→ **Your assignment**
Nothing in the data may change. Copy all of it exactly.

━━ Input for this task

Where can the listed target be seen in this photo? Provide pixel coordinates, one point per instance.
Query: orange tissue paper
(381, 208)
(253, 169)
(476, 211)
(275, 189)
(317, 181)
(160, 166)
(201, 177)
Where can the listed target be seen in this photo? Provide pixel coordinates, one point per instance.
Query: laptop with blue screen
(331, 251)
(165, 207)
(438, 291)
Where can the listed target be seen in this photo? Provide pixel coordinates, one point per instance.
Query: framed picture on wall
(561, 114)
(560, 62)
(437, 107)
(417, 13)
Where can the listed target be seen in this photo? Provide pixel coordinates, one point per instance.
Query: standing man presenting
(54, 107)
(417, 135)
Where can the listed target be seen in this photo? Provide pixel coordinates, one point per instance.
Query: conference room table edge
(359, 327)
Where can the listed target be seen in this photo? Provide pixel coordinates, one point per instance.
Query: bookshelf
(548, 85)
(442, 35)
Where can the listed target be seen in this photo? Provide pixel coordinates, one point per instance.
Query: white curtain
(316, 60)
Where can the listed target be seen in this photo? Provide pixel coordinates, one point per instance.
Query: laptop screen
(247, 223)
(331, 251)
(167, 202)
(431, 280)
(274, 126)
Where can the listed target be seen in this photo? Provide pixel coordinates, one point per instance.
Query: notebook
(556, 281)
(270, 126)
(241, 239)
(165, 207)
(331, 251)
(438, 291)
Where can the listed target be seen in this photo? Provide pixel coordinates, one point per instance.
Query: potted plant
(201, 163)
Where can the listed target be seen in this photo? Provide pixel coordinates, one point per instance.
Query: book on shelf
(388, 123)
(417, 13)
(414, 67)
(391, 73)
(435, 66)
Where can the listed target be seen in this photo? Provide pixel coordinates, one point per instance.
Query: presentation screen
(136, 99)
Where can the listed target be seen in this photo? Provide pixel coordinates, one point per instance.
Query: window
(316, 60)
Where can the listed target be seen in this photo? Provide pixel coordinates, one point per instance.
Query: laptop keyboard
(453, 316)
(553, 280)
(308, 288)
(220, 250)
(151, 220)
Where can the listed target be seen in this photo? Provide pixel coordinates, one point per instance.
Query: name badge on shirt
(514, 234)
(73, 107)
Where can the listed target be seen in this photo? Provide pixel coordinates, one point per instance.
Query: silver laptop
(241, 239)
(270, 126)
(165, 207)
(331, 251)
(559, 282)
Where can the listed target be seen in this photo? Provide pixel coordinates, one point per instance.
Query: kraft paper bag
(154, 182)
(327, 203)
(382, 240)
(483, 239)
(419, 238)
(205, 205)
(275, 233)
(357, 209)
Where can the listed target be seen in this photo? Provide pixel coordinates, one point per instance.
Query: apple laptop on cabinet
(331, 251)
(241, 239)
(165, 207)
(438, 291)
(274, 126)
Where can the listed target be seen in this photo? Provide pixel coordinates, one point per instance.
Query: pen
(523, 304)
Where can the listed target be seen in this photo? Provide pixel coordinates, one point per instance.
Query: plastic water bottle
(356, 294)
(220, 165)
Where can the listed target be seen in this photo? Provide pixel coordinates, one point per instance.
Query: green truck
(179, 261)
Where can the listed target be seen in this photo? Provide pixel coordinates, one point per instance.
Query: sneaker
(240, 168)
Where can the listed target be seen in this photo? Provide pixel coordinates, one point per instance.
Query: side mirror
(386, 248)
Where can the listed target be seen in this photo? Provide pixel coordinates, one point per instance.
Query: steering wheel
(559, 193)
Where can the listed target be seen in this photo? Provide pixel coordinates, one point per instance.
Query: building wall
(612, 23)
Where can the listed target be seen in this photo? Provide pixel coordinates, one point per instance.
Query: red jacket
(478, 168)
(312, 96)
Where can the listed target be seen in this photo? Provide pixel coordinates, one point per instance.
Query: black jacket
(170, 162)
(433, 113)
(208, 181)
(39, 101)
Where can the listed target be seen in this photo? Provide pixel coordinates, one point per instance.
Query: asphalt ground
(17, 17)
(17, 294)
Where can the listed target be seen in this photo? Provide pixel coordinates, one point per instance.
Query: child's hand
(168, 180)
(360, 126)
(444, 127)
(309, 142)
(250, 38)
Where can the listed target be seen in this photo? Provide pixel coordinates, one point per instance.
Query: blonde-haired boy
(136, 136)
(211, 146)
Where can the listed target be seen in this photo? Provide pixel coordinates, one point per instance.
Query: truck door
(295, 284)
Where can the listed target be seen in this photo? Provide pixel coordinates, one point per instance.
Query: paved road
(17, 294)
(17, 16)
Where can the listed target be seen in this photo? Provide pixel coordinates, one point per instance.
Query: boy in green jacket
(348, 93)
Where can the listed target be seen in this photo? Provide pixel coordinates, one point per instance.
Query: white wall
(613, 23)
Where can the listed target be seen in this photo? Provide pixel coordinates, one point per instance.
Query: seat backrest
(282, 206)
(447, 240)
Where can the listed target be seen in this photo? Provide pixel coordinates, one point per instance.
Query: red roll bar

━━━━

→ **Solution to the problem**
Where can the listed target be seen in this photo? Provide pixel coordinates, one point per instance.
Query: orange tissue paper
(381, 208)
(253, 169)
(476, 211)
(275, 189)
(317, 181)
(160, 166)
(201, 177)
Where can the listed target be seen in this photo? Provide pixel coordinates, one point per instance.
Query: laptop with blue screen
(331, 251)
(165, 207)
(438, 291)
Where can the listed target be seen in this photo? Provide pixel coordinates, one point per instance.
Query: framed picture on wall
(561, 114)
(560, 62)
(437, 107)
(417, 13)
Where can the listed target be seen in this photo? Provide pixel coordinates, one point per instance.
Query: standing man presenting
(54, 107)
(417, 135)
Where can the listed target be seen in this photo? Provide pixel coordinates, one point per instance.
Query: conference room table edge
(359, 327)
Where can the listed target be seen in this photo? Provide pixel coordinates, one point per instance.
Query: bookshelf
(548, 85)
(442, 35)
Where can the listed target be seen in this photo? Provide pixel coordinates, one point per instance.
Query: white curtain
(316, 60)
Where can the listed target be seen in this photo? Provide pixel coordinates, one point per instance.
Query: laptop screen
(247, 223)
(331, 251)
(167, 202)
(431, 280)
(274, 126)
Where can the listed target be seen in this photo? Provide pixel coordinates, one point per instance.
Query: notebook
(556, 281)
(270, 126)
(241, 239)
(165, 207)
(331, 251)
(438, 291)
Where can the listed target be seen in this photo? Provide pixel coordinates, one point per instance.
Query: potted plant
(201, 163)
Where can the listed target be seen in this photo? Provide pixel coordinates, one point per instance.
Query: book on shelf
(388, 123)
(417, 13)
(414, 67)
(391, 73)
(435, 66)
Where can the listed target be seen in this photo? Provide pixel coordinates, one point per instance.
Query: presentation screen
(136, 99)
Where can the listed target be seen in this photo? Provide pixel coordinates, one point per instance.
Query: window
(316, 60)
Where can the listed target be seen in this photo? Provide pixel coordinates, one point per instance.
Query: laptop keyboard
(453, 316)
(553, 280)
(308, 288)
(220, 250)
(151, 220)
Where can the listed target be seen in this photo? Provide pixel coordinates, one point per instance.
Query: name badge on shirt
(514, 234)
(73, 107)
Where can the listed target be seen in this photo? Provide pixel coordinates, one point per instance.
Query: silver laptop
(241, 239)
(270, 126)
(165, 207)
(331, 251)
(559, 282)
Where can the listed target be seen in this photo? Provide pixel coordinates, one point per instance.
Query: kraft paper bag
(154, 182)
(327, 203)
(382, 240)
(483, 239)
(419, 238)
(205, 205)
(275, 233)
(357, 209)
Where can the listed target be seen in this photo? Provide pixel coordinates, one point per instance.
Query: apple laptop on cabinet
(331, 251)
(241, 239)
(165, 207)
(438, 291)
(274, 126)
Where can the listed target be seen in this photo? Provide pixel coordinates, one point per instance.
Query: pen
(523, 304)
Where can the listed target be seen in this photo? Provide pixel coordinates, one point per instance.
Query: plastic water bottle
(356, 294)
(220, 165)
Where can the listed target be seen in this photo? Provide pixel coordinates, one point per instance.
Query: green truck
(179, 261)
Where can the listed target be seen in this photo? Provide pixel coordinates, one point per instance.
Query: sneaker
(240, 168)
Where can the listed target be seen in this photo? Provide pixel coordinates, one point per instance.
Query: side mirror
(386, 248)
Where can the listed target be seen in this photo? Provide pixel coordinates, one point per instance.
Query: steering wheel
(559, 193)
Where can the listed target be seen in this photo? Provide pixel coordinates, one point per instance.
Query: building wall
(612, 23)
Where can the listed target be seen in this photo? Provide pixel coordinates, one point per instance.
Query: red jacket
(478, 168)
(312, 96)
Where can the listed target be seen in this photo? Provide pixel coordinates, one point per instance.
Query: black jacket
(170, 162)
(433, 113)
(208, 181)
(39, 101)
Where can the listed target be seen in this photo? Provide pixel coordinates, one point per instance.
Query: asphalt ground
(17, 17)
(17, 294)
Where can the listed target be seen in this photo? Provide pixel coordinates, one point per instance.
Query: child's hand
(168, 180)
(360, 126)
(444, 127)
(309, 142)
(250, 38)
Where can the listed target be seen in this photo? Provide pixel coordinates, one point per instance.
Query: blonde-haired boy
(136, 136)
(211, 146)
Where can the listed target be seen in this photo? Provide pixel coordinates, one point per instance.
Query: truck door
(295, 284)
Where can the listed target be seen in this photo? Provide pixel coordinates, one point per instance.
Query: paved road
(17, 294)
(17, 16)
Where can the listed target be seen in this photo? Provide pixel coordinates, one point per instance.
Query: boy in green jacket
(348, 93)
Where can the listed target be seen in this photo? Provide pixel coordinates, one point per instance.
Query: white wall
(613, 23)
Where can the listed target be seen in this photo? Provide pixel coordinates, one point per instance.
Query: seat backrest
(282, 206)
(447, 240)
Where can the listed target be seen in this photo? Provide pixel coordinates, one point per instance.
Query: red roll bar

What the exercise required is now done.